TASK BRIEF: Set down exactly the lines below, starting at the one that contains "positive clicks: (914, 375)" and ending at the one that contains "negative clicks: (921, 192)", with both of those lines included and nothing else.

Stored data
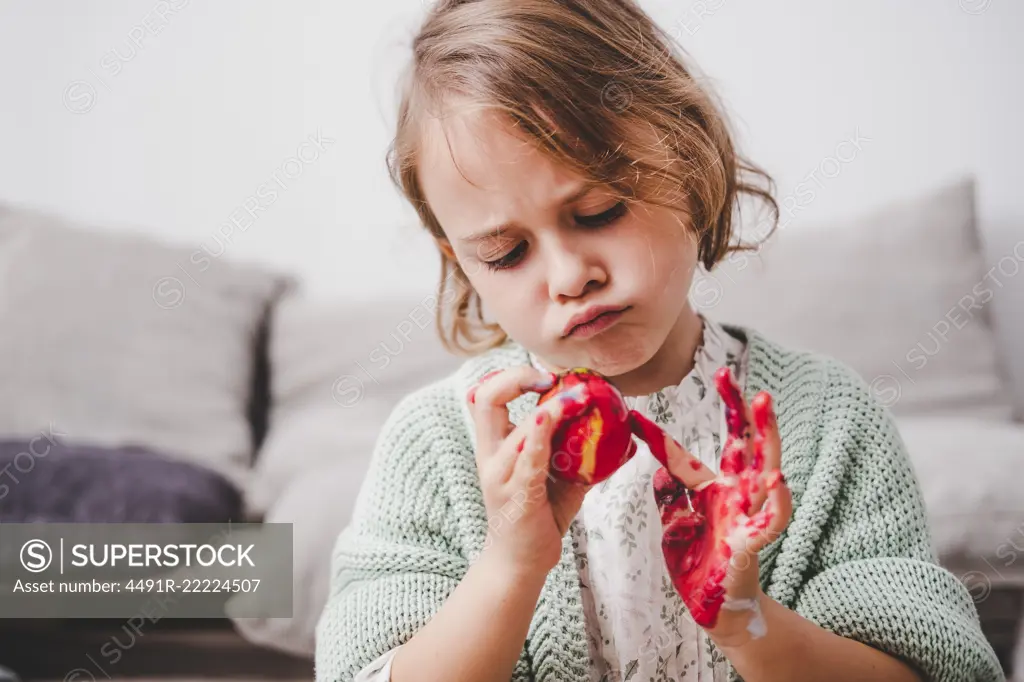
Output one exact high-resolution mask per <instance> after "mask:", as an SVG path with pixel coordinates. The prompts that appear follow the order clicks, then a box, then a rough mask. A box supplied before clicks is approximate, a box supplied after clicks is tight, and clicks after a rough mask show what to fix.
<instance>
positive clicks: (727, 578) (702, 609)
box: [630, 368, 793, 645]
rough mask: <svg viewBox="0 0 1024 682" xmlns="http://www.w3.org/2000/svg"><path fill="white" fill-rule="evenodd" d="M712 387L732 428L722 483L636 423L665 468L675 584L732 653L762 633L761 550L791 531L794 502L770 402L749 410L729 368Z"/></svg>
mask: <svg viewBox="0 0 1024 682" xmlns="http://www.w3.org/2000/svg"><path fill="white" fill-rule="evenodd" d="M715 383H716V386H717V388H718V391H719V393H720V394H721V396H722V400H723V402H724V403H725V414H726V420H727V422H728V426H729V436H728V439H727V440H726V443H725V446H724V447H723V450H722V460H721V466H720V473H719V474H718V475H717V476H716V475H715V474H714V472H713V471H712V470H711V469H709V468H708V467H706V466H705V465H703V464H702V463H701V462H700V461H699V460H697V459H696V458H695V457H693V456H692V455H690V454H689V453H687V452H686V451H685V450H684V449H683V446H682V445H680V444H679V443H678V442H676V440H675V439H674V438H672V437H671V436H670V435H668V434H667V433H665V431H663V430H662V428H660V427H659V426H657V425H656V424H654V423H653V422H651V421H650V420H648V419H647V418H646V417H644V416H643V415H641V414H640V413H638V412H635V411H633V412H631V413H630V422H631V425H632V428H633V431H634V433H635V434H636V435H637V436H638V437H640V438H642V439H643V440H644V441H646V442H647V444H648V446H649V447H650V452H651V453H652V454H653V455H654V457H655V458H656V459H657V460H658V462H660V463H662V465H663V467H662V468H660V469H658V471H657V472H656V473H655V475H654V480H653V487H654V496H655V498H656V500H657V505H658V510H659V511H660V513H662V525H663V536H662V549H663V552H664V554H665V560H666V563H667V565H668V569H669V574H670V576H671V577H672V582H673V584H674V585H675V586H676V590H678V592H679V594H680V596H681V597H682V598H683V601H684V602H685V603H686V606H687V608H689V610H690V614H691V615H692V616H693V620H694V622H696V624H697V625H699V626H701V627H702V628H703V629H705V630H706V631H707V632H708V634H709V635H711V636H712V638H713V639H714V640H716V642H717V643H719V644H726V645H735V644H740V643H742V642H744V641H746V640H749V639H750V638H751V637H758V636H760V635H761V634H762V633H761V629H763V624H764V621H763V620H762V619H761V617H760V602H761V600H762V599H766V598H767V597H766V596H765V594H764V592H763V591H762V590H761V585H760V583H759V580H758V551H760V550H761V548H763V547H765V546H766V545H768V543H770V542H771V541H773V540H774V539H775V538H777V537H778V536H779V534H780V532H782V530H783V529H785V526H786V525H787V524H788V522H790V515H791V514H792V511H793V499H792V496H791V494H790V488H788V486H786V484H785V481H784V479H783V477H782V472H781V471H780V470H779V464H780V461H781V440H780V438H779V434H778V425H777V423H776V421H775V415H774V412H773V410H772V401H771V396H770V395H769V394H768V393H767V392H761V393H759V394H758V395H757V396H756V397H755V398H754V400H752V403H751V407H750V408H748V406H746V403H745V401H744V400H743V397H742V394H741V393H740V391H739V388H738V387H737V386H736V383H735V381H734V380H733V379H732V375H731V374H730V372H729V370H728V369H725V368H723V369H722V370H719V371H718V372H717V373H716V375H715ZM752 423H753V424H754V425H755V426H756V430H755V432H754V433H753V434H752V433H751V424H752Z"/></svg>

--

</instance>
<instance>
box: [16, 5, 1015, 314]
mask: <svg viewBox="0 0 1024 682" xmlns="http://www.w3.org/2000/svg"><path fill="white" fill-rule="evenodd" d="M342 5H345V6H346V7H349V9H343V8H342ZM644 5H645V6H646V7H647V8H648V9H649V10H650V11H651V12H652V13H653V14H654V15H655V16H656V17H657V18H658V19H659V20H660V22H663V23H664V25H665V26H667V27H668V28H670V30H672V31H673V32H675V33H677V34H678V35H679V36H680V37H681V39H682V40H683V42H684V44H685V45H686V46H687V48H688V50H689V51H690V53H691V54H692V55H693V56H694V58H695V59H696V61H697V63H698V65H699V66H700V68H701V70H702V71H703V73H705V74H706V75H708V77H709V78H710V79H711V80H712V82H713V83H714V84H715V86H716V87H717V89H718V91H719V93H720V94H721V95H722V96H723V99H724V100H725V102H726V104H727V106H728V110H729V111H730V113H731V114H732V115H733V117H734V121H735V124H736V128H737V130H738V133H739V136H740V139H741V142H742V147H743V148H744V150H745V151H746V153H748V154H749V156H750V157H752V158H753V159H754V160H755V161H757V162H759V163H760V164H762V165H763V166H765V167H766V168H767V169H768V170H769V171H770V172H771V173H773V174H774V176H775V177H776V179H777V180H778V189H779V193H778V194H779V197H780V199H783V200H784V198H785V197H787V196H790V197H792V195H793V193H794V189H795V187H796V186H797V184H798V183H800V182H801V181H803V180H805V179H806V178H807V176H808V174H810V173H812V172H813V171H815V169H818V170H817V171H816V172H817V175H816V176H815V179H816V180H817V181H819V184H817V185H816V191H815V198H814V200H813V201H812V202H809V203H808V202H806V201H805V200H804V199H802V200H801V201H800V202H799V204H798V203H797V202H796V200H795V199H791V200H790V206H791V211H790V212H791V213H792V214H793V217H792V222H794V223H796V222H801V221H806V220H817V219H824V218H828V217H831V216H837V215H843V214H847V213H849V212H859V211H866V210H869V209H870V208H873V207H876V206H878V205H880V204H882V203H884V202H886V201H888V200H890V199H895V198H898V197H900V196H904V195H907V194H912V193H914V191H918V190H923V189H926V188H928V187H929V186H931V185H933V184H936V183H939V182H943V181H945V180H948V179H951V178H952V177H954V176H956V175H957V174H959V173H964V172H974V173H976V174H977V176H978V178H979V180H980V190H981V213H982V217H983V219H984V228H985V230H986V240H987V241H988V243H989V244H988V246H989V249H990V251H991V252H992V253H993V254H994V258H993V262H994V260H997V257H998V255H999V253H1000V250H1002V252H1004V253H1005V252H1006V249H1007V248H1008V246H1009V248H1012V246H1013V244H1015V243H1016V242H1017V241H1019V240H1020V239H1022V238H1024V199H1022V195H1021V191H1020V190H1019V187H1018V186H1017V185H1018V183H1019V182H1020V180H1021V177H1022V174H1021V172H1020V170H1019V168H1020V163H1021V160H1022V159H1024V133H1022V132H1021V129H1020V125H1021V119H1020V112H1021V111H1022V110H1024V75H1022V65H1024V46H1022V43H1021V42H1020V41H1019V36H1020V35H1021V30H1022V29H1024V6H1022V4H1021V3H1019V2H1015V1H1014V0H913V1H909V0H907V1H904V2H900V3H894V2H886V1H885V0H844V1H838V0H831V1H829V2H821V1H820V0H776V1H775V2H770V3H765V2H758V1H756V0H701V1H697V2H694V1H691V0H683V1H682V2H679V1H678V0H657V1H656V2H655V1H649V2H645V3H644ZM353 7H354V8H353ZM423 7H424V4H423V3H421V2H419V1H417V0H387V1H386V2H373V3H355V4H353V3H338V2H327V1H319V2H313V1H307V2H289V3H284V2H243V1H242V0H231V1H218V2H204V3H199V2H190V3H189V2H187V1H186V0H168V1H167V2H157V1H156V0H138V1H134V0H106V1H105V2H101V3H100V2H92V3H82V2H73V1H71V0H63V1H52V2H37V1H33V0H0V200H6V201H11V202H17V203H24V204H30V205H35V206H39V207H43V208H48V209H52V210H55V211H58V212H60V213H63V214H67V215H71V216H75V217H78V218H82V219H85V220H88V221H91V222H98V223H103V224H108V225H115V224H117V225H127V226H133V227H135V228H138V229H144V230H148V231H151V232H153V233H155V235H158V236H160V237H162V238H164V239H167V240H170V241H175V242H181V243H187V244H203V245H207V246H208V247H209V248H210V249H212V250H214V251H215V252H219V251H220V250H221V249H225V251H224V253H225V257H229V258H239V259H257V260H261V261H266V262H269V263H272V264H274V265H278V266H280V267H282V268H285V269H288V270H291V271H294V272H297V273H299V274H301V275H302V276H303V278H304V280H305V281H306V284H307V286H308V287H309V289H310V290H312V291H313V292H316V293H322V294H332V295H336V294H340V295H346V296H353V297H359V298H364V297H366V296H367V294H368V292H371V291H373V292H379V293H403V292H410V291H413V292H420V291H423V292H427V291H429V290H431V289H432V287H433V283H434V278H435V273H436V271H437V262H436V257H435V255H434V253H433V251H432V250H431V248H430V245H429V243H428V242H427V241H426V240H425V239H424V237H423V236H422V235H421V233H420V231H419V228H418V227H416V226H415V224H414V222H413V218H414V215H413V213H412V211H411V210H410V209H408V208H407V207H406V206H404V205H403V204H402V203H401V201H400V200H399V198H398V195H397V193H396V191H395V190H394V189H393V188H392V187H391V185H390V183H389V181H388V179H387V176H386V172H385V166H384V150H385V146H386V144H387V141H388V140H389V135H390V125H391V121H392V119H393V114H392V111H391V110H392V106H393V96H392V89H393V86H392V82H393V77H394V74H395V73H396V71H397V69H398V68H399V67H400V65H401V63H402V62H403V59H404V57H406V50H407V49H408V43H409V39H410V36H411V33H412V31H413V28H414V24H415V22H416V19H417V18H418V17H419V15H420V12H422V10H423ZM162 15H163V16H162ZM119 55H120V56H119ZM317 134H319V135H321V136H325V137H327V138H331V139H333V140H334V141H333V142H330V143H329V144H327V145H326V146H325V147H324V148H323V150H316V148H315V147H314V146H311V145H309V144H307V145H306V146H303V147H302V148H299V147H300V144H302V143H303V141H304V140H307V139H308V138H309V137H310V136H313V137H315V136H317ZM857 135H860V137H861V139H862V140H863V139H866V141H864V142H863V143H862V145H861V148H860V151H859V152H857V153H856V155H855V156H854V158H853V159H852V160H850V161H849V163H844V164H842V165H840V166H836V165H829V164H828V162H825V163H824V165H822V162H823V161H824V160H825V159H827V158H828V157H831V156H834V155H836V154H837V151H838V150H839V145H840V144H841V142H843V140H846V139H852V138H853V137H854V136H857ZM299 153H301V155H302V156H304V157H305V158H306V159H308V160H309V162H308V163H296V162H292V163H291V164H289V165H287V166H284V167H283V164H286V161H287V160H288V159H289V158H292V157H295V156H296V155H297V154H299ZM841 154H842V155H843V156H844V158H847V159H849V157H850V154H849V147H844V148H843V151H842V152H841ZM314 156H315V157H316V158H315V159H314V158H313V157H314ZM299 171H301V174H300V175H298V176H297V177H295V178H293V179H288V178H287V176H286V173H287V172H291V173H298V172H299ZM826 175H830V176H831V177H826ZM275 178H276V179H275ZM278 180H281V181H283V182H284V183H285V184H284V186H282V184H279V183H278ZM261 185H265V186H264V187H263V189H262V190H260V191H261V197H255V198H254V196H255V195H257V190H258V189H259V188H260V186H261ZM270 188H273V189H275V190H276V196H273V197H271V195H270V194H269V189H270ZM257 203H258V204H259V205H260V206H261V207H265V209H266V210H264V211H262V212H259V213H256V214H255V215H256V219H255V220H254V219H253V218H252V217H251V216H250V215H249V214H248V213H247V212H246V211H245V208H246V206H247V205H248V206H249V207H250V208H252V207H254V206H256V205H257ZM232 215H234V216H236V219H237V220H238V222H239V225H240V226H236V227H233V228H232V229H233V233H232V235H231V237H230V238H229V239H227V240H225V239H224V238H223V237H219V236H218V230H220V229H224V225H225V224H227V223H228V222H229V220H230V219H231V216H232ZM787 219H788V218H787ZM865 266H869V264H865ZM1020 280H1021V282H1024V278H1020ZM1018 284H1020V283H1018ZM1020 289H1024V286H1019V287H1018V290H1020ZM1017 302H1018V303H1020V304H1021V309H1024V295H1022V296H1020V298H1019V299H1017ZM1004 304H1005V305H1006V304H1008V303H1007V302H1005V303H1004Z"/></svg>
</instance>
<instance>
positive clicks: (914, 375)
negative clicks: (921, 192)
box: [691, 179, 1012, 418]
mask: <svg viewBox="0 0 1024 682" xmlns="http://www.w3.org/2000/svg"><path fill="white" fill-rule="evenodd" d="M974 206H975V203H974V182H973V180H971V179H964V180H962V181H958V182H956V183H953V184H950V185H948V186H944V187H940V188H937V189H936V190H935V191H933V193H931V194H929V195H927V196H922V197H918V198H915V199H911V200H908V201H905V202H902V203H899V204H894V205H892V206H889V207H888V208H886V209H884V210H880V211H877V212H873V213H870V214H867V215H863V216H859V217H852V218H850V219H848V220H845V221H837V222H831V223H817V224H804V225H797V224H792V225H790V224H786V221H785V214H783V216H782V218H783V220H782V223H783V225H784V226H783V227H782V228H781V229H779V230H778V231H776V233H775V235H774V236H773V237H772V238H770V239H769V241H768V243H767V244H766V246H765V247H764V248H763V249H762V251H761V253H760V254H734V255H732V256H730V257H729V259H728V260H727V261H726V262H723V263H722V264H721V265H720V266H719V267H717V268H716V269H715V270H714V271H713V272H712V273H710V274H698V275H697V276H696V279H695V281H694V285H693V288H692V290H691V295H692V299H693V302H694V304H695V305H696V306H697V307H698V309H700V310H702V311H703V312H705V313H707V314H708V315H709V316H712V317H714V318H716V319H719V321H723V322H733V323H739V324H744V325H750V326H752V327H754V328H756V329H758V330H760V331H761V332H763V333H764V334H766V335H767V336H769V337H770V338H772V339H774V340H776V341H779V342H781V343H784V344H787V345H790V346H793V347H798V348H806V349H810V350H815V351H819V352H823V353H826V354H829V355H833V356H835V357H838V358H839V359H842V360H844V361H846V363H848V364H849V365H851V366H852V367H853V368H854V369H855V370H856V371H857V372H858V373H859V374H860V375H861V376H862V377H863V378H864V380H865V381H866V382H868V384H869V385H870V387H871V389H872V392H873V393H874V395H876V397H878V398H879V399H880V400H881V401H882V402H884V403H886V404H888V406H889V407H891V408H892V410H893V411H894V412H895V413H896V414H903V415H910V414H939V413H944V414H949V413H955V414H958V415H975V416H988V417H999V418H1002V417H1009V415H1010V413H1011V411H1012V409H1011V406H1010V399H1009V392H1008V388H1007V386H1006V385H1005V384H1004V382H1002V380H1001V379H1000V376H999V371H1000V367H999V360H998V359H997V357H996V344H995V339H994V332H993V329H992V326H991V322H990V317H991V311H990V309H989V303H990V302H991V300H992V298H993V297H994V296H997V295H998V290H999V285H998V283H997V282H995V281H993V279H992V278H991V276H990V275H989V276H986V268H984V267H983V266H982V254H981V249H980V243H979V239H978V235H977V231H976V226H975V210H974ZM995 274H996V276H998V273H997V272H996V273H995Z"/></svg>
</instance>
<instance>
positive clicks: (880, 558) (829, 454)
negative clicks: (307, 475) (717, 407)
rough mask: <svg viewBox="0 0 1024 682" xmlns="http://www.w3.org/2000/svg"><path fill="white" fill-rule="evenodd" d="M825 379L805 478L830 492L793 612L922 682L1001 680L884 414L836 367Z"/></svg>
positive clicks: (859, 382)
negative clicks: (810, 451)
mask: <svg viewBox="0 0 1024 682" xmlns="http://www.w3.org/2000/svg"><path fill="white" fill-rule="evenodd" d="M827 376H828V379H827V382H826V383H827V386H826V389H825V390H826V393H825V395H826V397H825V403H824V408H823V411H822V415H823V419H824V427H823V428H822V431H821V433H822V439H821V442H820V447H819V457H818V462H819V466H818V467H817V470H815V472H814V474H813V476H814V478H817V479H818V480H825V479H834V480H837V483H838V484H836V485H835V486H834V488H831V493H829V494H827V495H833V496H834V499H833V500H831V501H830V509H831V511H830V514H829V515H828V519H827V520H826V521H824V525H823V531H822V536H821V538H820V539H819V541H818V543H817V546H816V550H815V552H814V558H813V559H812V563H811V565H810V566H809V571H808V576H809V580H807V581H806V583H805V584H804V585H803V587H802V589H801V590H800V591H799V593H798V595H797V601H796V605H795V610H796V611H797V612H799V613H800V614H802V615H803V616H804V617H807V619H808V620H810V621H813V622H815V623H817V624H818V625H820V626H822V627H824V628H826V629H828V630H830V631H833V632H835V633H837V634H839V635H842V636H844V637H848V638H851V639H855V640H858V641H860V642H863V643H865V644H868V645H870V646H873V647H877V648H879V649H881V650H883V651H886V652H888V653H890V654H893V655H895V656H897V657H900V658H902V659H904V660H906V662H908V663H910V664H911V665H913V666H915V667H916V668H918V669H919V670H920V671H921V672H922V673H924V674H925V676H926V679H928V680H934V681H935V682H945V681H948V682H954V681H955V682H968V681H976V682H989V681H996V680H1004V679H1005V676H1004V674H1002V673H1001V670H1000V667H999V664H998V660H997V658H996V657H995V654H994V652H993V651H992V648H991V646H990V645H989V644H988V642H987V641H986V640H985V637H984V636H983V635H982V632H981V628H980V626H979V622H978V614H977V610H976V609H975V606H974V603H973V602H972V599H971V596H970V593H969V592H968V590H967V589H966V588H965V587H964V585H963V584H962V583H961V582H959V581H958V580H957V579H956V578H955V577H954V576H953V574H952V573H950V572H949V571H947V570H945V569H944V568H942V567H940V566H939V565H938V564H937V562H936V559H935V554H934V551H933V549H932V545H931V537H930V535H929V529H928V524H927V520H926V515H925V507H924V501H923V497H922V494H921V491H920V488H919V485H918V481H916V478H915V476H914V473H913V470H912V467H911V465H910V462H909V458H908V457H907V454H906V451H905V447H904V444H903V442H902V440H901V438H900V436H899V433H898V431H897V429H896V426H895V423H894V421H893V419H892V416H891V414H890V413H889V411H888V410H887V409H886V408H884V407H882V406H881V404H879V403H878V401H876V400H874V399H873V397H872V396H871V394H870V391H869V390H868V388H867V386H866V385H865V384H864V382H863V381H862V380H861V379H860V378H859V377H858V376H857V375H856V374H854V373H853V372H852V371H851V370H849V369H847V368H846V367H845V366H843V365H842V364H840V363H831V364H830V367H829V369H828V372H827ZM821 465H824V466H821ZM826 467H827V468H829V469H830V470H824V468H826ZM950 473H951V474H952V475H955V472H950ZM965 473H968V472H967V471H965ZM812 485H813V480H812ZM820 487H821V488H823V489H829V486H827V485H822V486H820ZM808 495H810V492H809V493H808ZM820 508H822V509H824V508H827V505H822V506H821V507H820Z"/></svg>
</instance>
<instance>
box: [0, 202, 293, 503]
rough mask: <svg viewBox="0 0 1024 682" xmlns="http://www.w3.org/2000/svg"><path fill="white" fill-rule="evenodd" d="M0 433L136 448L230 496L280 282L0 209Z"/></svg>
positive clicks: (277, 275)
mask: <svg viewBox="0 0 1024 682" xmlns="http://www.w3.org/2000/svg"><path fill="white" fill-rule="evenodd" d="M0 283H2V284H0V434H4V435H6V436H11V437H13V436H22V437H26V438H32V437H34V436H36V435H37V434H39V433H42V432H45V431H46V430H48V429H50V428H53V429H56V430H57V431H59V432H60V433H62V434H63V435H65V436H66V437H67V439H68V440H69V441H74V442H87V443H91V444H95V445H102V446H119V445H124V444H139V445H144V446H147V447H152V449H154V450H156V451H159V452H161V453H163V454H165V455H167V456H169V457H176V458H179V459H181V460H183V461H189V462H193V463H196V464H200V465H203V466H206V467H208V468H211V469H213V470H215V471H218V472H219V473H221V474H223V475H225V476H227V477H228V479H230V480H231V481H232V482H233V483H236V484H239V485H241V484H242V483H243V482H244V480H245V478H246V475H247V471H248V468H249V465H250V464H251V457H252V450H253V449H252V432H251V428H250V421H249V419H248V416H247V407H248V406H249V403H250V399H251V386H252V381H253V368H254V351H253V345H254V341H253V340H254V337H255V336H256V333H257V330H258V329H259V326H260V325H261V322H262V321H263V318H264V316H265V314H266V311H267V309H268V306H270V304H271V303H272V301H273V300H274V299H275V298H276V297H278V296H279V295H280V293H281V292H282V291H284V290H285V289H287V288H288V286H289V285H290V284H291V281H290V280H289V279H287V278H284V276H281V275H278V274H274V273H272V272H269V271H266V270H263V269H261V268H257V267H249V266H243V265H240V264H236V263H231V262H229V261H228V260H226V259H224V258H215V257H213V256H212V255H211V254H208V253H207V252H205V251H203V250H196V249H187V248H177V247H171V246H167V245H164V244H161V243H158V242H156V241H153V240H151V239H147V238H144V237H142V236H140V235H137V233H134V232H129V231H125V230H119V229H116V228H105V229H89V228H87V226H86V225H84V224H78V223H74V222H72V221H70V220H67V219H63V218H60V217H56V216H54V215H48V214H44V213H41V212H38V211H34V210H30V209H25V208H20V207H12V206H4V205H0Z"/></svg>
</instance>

---

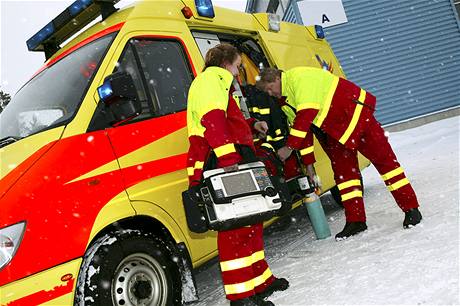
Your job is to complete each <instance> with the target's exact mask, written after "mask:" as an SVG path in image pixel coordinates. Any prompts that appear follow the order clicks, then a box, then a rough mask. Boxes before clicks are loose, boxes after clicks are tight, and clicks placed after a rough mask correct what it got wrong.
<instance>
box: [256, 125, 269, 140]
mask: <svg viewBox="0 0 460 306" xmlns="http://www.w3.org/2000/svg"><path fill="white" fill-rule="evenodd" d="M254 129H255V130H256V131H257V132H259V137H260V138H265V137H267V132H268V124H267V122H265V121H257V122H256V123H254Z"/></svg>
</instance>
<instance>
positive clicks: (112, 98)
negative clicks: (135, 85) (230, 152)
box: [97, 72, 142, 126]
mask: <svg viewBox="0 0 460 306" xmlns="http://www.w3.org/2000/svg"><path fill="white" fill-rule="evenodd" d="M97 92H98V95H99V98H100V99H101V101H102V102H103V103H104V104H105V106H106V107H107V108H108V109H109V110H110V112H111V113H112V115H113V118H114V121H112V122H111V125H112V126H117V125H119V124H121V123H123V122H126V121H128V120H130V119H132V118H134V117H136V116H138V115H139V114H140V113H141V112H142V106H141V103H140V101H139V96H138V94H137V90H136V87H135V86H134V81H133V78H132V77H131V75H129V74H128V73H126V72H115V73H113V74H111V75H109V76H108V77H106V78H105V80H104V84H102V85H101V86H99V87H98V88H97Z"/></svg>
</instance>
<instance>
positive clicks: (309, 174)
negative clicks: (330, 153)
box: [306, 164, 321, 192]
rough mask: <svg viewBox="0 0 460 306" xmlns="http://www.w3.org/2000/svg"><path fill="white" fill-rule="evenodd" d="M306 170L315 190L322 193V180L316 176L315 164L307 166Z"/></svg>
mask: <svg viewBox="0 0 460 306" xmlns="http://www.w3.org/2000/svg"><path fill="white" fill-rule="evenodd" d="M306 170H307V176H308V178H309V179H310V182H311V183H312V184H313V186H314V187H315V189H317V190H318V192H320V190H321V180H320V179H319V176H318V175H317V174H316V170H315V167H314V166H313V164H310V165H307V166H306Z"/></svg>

YOUR SOLUTION:
positive clicks: (914, 375)
negative clicks: (921, 192)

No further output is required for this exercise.